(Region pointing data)
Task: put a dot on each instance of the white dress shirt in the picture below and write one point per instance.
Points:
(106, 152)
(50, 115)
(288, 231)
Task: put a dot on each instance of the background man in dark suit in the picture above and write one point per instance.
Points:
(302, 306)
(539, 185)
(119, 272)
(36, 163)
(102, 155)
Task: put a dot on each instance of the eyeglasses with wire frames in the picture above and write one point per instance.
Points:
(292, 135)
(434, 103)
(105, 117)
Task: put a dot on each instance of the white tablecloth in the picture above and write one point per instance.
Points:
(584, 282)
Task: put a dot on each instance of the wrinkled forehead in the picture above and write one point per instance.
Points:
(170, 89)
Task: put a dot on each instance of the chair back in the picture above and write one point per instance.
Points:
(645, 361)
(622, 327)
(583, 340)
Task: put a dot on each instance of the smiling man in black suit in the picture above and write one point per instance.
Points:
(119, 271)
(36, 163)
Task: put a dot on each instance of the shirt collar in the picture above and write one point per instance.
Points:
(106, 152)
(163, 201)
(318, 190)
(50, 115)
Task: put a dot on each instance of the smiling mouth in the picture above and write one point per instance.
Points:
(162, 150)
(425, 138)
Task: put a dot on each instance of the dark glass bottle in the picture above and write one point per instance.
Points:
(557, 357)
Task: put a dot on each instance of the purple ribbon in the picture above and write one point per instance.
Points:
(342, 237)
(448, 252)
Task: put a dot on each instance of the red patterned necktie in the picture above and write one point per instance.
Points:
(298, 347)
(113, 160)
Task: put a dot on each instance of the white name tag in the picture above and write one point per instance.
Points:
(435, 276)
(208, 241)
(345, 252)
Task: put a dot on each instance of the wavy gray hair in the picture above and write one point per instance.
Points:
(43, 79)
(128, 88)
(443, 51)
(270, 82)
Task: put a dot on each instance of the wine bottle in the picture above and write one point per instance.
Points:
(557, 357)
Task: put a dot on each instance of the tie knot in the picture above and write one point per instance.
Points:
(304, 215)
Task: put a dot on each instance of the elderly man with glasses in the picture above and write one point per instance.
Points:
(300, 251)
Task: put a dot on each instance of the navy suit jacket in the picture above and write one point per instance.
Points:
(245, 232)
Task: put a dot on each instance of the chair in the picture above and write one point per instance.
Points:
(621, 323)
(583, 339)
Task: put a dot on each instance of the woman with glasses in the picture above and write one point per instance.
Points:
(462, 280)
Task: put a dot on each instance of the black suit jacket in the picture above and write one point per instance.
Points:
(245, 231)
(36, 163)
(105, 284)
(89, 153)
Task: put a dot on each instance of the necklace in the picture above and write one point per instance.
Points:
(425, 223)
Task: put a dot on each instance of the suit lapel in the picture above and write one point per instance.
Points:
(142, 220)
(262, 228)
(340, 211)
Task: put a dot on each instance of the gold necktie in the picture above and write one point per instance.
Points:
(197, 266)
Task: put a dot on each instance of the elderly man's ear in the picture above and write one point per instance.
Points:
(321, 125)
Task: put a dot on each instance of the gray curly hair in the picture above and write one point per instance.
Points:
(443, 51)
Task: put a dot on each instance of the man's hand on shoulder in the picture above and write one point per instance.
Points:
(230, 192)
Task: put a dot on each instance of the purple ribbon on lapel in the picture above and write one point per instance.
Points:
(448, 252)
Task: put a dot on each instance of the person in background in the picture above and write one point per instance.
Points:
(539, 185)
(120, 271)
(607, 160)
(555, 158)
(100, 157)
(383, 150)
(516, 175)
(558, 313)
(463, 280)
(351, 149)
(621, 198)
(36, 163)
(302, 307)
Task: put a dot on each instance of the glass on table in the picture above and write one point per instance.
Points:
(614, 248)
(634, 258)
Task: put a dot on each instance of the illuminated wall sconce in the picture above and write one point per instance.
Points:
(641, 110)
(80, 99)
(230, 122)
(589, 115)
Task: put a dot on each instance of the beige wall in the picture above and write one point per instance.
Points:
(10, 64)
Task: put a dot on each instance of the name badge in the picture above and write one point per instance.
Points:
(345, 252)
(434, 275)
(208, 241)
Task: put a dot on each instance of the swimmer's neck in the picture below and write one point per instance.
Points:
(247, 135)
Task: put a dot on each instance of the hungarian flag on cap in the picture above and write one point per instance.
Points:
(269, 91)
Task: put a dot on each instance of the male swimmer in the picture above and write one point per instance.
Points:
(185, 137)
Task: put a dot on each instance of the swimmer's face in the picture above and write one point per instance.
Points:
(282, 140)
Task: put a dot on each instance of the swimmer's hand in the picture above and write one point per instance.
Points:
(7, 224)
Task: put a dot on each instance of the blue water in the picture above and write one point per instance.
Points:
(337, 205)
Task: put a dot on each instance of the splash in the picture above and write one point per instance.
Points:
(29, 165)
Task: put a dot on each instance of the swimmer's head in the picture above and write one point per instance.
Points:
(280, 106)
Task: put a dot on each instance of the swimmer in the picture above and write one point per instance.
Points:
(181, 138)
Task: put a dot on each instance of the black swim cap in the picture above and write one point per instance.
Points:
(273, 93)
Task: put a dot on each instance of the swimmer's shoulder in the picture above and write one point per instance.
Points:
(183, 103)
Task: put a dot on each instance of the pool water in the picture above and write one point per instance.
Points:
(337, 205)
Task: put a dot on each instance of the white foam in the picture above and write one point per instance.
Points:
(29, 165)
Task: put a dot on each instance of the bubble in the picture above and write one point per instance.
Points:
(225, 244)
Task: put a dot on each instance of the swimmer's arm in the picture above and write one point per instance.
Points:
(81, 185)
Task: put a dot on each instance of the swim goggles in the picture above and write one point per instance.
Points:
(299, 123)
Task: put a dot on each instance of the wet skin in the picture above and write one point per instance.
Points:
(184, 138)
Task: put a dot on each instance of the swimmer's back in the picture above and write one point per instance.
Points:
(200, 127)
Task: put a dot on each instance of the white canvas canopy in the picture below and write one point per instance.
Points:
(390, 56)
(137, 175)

...

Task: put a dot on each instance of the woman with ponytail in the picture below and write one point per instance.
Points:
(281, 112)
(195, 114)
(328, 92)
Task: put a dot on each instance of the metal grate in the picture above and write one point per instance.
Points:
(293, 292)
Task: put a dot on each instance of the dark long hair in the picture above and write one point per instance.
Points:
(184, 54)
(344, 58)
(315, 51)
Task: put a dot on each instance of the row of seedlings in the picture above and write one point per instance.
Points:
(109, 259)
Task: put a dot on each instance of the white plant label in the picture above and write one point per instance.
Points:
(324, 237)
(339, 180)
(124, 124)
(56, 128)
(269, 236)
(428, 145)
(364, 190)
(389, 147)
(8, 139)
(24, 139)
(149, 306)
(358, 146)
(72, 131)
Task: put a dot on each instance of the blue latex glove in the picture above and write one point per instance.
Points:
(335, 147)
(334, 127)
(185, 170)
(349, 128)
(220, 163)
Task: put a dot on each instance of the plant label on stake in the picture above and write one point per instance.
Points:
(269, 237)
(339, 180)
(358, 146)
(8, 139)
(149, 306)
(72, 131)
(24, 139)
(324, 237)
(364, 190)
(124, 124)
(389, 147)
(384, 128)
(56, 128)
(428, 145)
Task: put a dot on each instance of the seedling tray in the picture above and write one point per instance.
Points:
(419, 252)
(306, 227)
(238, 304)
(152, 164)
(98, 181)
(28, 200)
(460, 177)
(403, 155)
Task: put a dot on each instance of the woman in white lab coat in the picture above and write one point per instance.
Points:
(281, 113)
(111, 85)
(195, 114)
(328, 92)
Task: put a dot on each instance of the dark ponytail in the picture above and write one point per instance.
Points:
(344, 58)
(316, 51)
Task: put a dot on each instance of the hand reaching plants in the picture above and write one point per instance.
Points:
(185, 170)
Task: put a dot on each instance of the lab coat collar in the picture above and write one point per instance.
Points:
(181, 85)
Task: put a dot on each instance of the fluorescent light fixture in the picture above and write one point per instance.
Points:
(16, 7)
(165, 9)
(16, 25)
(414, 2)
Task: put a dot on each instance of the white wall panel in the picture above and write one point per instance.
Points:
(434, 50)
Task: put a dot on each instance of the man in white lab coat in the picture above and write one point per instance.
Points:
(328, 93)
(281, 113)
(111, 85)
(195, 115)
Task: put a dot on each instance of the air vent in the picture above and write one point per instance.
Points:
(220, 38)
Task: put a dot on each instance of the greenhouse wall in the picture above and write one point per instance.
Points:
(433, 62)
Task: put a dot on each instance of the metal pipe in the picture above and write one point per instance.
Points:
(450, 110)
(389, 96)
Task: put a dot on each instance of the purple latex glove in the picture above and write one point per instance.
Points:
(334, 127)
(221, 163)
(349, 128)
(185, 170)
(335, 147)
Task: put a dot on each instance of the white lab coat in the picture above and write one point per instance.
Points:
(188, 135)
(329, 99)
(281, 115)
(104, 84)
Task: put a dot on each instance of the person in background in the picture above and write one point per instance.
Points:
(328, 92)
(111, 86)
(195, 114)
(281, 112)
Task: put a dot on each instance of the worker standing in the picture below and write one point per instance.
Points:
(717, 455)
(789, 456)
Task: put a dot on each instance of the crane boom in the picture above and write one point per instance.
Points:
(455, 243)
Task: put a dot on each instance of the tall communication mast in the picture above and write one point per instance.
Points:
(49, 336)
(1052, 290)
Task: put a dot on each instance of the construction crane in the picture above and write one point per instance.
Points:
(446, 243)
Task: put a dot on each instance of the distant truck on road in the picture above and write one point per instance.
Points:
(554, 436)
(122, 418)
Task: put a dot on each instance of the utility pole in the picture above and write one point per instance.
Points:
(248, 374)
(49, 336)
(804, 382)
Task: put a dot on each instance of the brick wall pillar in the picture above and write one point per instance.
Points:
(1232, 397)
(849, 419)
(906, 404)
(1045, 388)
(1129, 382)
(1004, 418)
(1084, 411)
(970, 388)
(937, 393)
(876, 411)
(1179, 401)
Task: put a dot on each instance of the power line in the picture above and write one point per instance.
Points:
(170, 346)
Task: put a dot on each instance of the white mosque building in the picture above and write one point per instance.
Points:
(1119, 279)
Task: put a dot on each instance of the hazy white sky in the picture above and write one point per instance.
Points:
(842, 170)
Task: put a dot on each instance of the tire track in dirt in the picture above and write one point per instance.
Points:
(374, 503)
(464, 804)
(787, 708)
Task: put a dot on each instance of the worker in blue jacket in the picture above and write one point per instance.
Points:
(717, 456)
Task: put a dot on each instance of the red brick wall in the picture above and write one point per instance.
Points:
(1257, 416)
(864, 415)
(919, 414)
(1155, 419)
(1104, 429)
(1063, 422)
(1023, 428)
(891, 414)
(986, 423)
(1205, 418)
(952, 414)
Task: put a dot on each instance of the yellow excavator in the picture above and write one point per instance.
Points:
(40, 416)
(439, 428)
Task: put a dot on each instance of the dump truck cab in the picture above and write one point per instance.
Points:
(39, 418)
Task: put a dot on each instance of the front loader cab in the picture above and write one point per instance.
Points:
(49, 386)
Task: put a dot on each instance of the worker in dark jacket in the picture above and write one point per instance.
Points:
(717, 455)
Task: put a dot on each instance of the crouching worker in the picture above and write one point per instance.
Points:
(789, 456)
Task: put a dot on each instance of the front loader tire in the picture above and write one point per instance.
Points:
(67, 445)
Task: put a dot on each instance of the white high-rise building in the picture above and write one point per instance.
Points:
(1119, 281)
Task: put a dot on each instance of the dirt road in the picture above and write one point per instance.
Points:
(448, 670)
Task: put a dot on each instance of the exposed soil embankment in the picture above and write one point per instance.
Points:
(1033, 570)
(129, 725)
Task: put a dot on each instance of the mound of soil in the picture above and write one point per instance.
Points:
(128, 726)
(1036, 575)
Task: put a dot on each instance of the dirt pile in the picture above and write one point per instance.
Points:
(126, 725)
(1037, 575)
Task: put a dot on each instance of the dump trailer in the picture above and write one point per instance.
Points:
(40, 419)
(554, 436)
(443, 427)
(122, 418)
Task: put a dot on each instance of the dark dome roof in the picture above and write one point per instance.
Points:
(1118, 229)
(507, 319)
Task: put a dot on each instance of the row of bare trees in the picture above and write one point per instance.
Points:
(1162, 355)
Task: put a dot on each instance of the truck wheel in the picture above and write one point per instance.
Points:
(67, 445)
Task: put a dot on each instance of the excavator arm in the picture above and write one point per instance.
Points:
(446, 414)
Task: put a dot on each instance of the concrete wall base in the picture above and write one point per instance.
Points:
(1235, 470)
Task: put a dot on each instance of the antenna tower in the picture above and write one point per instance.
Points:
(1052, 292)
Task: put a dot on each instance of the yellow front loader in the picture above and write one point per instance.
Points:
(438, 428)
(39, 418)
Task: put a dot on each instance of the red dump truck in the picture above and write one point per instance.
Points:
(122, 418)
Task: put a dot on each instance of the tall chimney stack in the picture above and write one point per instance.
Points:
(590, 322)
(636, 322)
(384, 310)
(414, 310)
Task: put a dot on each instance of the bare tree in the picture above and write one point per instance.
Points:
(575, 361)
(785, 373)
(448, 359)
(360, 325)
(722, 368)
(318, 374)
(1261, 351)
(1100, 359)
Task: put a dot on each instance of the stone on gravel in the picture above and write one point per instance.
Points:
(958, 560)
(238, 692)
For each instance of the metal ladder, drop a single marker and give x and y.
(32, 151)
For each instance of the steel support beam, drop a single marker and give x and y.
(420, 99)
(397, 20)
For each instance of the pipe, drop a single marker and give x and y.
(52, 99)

**Brief**
Show a copy of each line from the data that includes the word "bare".

**Response below**
Task: put a dot on each instance of the row of bare trees in the picture above and write one point per instance.
Task: put a dot on each instance of the bare tree in the picture above and write one point per instance.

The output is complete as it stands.